**Set exercise**
Copy the records below exactly, leaving out any pictures.

[Dataset rows]
---------------

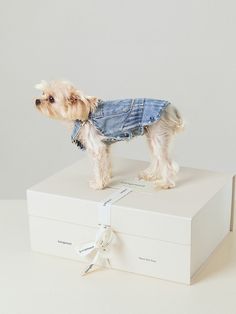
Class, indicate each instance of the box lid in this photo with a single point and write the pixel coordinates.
(147, 211)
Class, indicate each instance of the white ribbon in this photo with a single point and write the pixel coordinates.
(105, 235)
(100, 247)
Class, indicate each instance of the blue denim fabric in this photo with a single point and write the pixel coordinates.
(119, 120)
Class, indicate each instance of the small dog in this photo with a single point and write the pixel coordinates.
(96, 124)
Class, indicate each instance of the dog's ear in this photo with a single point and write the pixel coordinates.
(41, 86)
(73, 99)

---------------

**Output of the task**
Class, indicate each instance of the box lid in this photo with a single point and write the pixel coordinates.
(147, 211)
Class, indicate each instance of the white ribbon in this photo with a single point and write the pixel coordinates.
(105, 235)
(100, 247)
Class, indicate each instance of the blue denim fabric in this photo with a single point and write the pixel coordinates.
(119, 120)
Class, indicate each instance of the small dog in this photo with a single point and write the pixel coordinates.
(96, 124)
Class, indicate each instance of the dog's ear in this photo with a single point and write the pixel coordinates.
(41, 86)
(73, 99)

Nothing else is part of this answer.